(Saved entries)
= Beginning of Section =
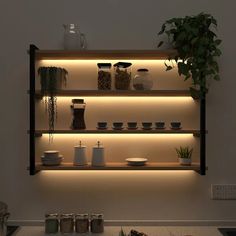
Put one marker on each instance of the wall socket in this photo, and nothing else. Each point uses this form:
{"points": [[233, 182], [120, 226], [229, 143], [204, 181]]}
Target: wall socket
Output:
{"points": [[223, 191]]}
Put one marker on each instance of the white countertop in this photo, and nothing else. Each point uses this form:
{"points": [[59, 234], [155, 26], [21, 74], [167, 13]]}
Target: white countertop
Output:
{"points": [[149, 230]]}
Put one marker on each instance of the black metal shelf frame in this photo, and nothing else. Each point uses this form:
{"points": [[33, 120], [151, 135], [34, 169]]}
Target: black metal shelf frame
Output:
{"points": [[33, 133]]}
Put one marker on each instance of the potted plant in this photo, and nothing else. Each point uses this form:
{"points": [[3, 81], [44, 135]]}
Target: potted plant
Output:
{"points": [[52, 79], [197, 48], [184, 155]]}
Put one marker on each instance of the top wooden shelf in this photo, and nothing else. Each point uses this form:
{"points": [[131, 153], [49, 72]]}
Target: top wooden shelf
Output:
{"points": [[104, 54]]}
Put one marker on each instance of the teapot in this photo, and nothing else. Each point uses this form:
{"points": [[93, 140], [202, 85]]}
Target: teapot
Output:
{"points": [[73, 38]]}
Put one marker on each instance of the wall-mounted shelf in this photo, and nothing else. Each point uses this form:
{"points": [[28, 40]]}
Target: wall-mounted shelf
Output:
{"points": [[104, 54], [37, 55], [124, 131], [120, 93], [123, 166]]}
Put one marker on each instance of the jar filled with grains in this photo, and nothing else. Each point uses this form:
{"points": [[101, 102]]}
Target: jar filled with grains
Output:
{"points": [[67, 223], [122, 75], [97, 223], [82, 223], [51, 223], [104, 76]]}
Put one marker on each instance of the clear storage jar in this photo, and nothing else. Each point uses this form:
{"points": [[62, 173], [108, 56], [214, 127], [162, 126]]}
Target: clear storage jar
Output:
{"points": [[122, 75], [67, 223], [51, 223], [97, 223], [104, 76], [81, 223]]}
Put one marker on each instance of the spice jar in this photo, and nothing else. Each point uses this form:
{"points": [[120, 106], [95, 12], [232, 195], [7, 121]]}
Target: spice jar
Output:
{"points": [[122, 75], [142, 80], [104, 76], [81, 223], [67, 223], [97, 223], [51, 223]]}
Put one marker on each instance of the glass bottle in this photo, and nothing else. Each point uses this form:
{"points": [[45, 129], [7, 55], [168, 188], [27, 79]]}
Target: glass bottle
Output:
{"points": [[82, 223], [97, 223], [51, 223], [122, 75], [78, 109], [104, 76], [67, 223], [73, 38]]}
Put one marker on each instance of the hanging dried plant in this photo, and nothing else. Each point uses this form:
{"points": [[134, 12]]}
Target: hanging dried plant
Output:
{"points": [[52, 79]]}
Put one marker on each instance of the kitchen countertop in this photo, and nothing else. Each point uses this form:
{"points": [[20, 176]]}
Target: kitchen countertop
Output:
{"points": [[149, 230]]}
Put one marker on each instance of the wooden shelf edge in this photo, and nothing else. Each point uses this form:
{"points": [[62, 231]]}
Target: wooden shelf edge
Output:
{"points": [[105, 54], [121, 166]]}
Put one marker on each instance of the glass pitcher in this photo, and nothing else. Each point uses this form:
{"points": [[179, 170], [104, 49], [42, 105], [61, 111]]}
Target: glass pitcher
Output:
{"points": [[73, 38]]}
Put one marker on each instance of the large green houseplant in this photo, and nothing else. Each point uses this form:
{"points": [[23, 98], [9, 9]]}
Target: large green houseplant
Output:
{"points": [[197, 48]]}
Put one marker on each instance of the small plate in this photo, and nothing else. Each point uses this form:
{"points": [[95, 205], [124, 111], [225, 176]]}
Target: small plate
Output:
{"points": [[136, 161], [101, 128]]}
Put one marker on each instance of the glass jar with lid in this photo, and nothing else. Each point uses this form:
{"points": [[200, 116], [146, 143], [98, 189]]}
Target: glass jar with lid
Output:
{"points": [[122, 75], [97, 223], [142, 80], [51, 223], [67, 223], [104, 76], [81, 223]]}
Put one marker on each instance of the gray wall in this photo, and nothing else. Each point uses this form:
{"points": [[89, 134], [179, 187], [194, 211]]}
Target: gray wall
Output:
{"points": [[111, 24]]}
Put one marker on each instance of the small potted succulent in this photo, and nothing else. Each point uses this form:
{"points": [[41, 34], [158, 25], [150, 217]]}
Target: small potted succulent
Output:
{"points": [[52, 79], [195, 40], [184, 155]]}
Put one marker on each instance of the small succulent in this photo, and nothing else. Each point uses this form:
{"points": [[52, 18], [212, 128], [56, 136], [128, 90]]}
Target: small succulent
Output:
{"points": [[184, 152]]}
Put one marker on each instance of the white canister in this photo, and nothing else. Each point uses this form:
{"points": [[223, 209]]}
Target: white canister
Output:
{"points": [[80, 158], [98, 158]]}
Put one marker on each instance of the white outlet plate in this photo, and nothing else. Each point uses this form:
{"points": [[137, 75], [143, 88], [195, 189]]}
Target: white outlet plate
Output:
{"points": [[223, 191]]}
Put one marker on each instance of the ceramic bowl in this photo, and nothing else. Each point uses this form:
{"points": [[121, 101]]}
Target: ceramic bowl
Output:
{"points": [[132, 124], [160, 125], [175, 125], [102, 124], [147, 125], [117, 125]]}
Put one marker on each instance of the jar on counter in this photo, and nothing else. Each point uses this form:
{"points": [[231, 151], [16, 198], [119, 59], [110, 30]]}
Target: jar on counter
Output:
{"points": [[81, 223], [122, 75], [67, 223], [51, 223], [104, 76], [142, 80], [97, 223]]}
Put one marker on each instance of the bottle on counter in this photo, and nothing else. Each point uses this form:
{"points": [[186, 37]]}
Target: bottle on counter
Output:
{"points": [[67, 223], [97, 223], [98, 158], [80, 158], [81, 223], [51, 223]]}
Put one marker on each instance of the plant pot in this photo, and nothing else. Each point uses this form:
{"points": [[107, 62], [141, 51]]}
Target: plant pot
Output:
{"points": [[185, 161]]}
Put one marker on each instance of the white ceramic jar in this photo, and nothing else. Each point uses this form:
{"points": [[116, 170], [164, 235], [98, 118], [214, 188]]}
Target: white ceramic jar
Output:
{"points": [[142, 80]]}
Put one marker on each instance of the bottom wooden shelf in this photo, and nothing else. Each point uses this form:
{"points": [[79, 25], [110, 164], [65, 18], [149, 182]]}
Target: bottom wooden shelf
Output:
{"points": [[122, 166]]}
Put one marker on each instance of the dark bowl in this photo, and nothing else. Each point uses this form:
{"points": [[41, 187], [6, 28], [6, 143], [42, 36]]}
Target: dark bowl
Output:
{"points": [[147, 124], [160, 124], [117, 124], [175, 124], [102, 124], [132, 124]]}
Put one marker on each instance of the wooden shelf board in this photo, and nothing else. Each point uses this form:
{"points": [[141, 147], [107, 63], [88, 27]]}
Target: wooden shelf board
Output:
{"points": [[104, 54], [124, 131], [122, 166], [119, 93]]}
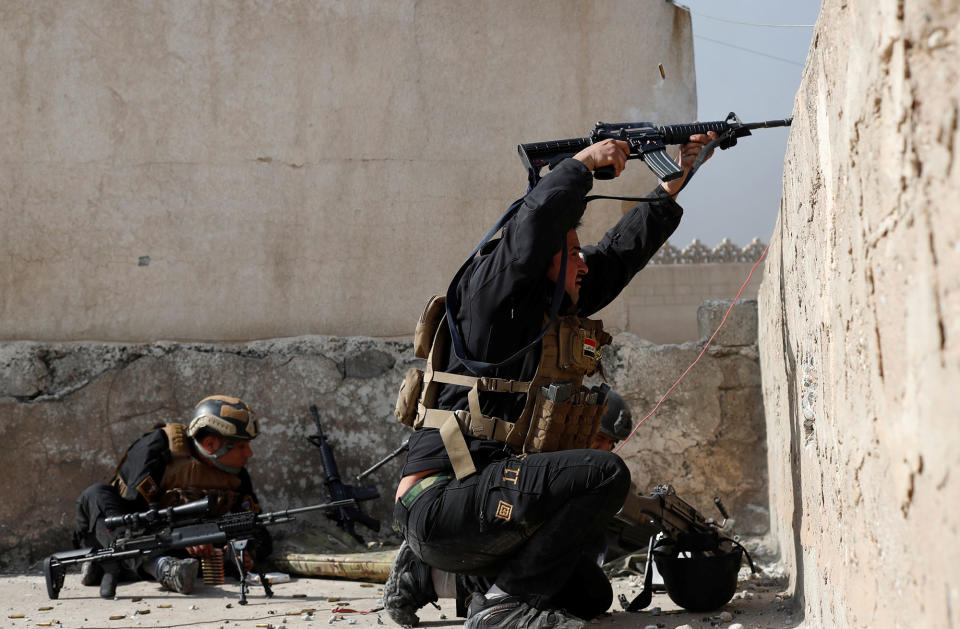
= End of Section =
_PROBLEM DESCRIPTION_. The records above must be output exactly, except for their pictures.

_SOLUTION TO THE PROBLEM_.
Put one marker on each instance of the wall socket in this photo, and nothing else. Each point uses this form:
{"points": [[233, 182], [120, 226], [229, 143], [204, 181]]}
Target: wall socket
Output:
{"points": [[223, 191]]}
Put one marker on each instance of the white countertop in this photo, and nothing else. Each point uses this form:
{"points": [[59, 234], [155, 26], [21, 74], [167, 13]]}
Target: white countertop
Output:
{"points": [[149, 230]]}
Put one marker on each instance of the black metal shelf frame in this photo, and nothing else. Each point uses this form:
{"points": [[33, 120], [151, 135], [34, 169]]}
Target: black metal shelf frame
Output:
{"points": [[33, 133]]}
Put one marker on each instance of the potted plant in this photo, and nothing else. Each point uses this form:
{"points": [[3, 81], [44, 135]]}
Target: potted plant
Output:
{"points": [[52, 79], [197, 48], [184, 155]]}
Put one marker on each instance of the top wooden shelf in this photo, and nothing else. Each point uses this form:
{"points": [[131, 153], [49, 72]]}
Target: top wooden shelf
Output:
{"points": [[104, 54]]}
Put one marker on each instance of the teapot in this photo, and nothing else. Each point uses this form:
{"points": [[93, 140], [202, 85]]}
Target: teapot
Output:
{"points": [[73, 38]]}
Put one marker on each instance of the wall-mounted shelf in this photo, and nothing else. Each point uses this form:
{"points": [[28, 40]]}
Target: wall-mounted shelf
Output:
{"points": [[104, 54], [37, 55], [124, 131], [120, 93], [123, 166]]}
Put one marker on each instance of the jar filled with grains in this photo, and nothing else. Each point uses this form:
{"points": [[101, 102]]}
Target: jar filled with grains
Output:
{"points": [[67, 223], [122, 75], [97, 223], [82, 223], [51, 223], [104, 76]]}
Put one marker on each instance of the clear storage jar in this photo, and nothing else. Each point uses this form:
{"points": [[62, 173], [108, 56], [214, 127], [162, 126]]}
Target: clear storage jar
Output:
{"points": [[122, 75], [67, 223], [51, 223], [97, 223], [104, 76], [81, 223]]}
Put one marker on each instance of the spice jar in this photo, and nothing else. Each point uses this form:
{"points": [[120, 106], [95, 12], [232, 195], [7, 121]]}
Target: spice jar
Output:
{"points": [[122, 75], [142, 80], [104, 76], [81, 223], [67, 223], [97, 223], [51, 223]]}
Put one marker on each instance of the glass bottle in this photo, and nothing else. Each point uses this form:
{"points": [[45, 129], [7, 55], [168, 188], [27, 79]]}
Target: glass bottle
Output:
{"points": [[82, 223], [97, 223], [51, 223], [122, 75], [78, 109], [104, 76], [67, 223], [73, 38]]}
Put one marker on each instance of the hanging dried plant in this photo, and nothing else. Each point uses this form:
{"points": [[134, 12]]}
Target: hanging dried plant
Output:
{"points": [[52, 79]]}
Put one marker on each instance of the kitchen countertop in this photo, and nothing else. Each point uses this form:
{"points": [[20, 176]]}
Target: kitchen countertop
Output:
{"points": [[149, 230]]}
Put one marker on each instance of the wooden shelf edge in this photo, and nothing else. Each point uses this form:
{"points": [[62, 231]]}
Target: wooden shelf edge
Output:
{"points": [[105, 54], [121, 166]]}
Put one marker on each instance of the glass pitcher in this photo, and nothing else. Each point uses this form:
{"points": [[179, 170], [104, 49], [42, 105], [61, 111]]}
Target: glass pitcher
Output:
{"points": [[73, 38]]}
Put one marker on each instance of the large green houseplant in this photo, and nothing else. Each point uses this form:
{"points": [[23, 98], [9, 9]]}
Target: large green houseplant
Output:
{"points": [[197, 48]]}
Put one marker on each instance of the small plate in this photo, and nothing else. Each point uses this form:
{"points": [[95, 205], [124, 111], [225, 176]]}
Target: small plate
Output:
{"points": [[136, 161], [101, 128]]}
Put one marker on each instance of the glass jar with lid in this photo, and nothing else. Each point uses this form:
{"points": [[200, 116], [146, 143], [98, 189]]}
Target: glass jar with lid
Output:
{"points": [[122, 75], [97, 223], [142, 80], [51, 223], [67, 223], [104, 76], [81, 223]]}
Put one marker on each instance of the gray wall in this photo, and nothing else. Each point uses this form:
{"points": [[89, 134], [179, 187], [194, 211]]}
Target: gray wall
Output:
{"points": [[111, 24]]}
Put one marker on each instance of the small potted succulent in this photo, and nothing else. Each point uses this form:
{"points": [[41, 34], [158, 25], [150, 217]]}
Target: small potted succulent
Output:
{"points": [[52, 79], [195, 40], [184, 155]]}
Put one marker on each instance of the small succulent in this photo, and nothing else. Each point uses this form:
{"points": [[52, 18], [212, 128], [56, 136], [128, 90]]}
Target: small succulent
Output:
{"points": [[184, 152]]}
Put one marker on each instance of the white canister in this photo, and nothing else. Each point uses this form:
{"points": [[223, 209]]}
Target: white canister
Output:
{"points": [[80, 158], [98, 158]]}
Put one marker on each instance of the white outlet plate in this photo, and nothing else. Each point uses this form:
{"points": [[137, 75], [143, 88], [195, 189]]}
Target: white outlet plate
Output:
{"points": [[223, 191]]}
Put one marker on each instance of the ceramic bowl in this photo, and nothing else. Each point uses this form:
{"points": [[121, 101]]}
Target: ceramic bowl
Output:
{"points": [[132, 124], [160, 125], [175, 125], [102, 124], [147, 125], [117, 125]]}
Put one marker on each instance of the jar on counter in this photo, and nothing else. Each point uses this form:
{"points": [[231, 151], [16, 198], [119, 59], [110, 30]]}
Target: jar on counter
Output:
{"points": [[81, 223], [122, 75], [67, 223], [51, 223], [104, 76], [142, 80], [97, 223]]}
Put one marker on each instance of the bottle on counter in this photo, and nothing else. Each point uses this form:
{"points": [[186, 37]]}
Target: bottle on counter
Output:
{"points": [[67, 223], [97, 223], [98, 158], [80, 158], [81, 223], [51, 223]]}
Put one marker on each instance of the plant pot in this photo, and nothing else. Each point uses this form:
{"points": [[107, 62], [141, 51]]}
Target: plant pot
Output:
{"points": [[185, 161]]}
Put one marker on each instance of the white ceramic jar in this photo, and nothing else. Each point uses this form:
{"points": [[116, 170], [164, 235], [98, 118], [214, 188]]}
Target: white ceramic jar
Output:
{"points": [[142, 80]]}
Put one marker on each instance of the bottom wooden shelf in this photo, and nothing else. Each point uses this form:
{"points": [[79, 25], [110, 164], [65, 18], [149, 182]]}
Target: bottom wooden shelf
Output:
{"points": [[122, 166]]}
Put one marker on each instance of the dark bowl in this photo, and nothing else. Each point uses this form:
{"points": [[41, 187], [6, 28], [6, 143], [42, 36]]}
Target: dark bowl
Output:
{"points": [[147, 124], [160, 124], [117, 124], [175, 124], [102, 124], [132, 124]]}
Put one marker on each instance of the wooden shelf board in this photo, and nothing else. Each point uses this form:
{"points": [[141, 147], [107, 63], [88, 27]]}
Target: wooden shelf board
Output:
{"points": [[104, 54], [124, 131], [122, 166], [119, 93]]}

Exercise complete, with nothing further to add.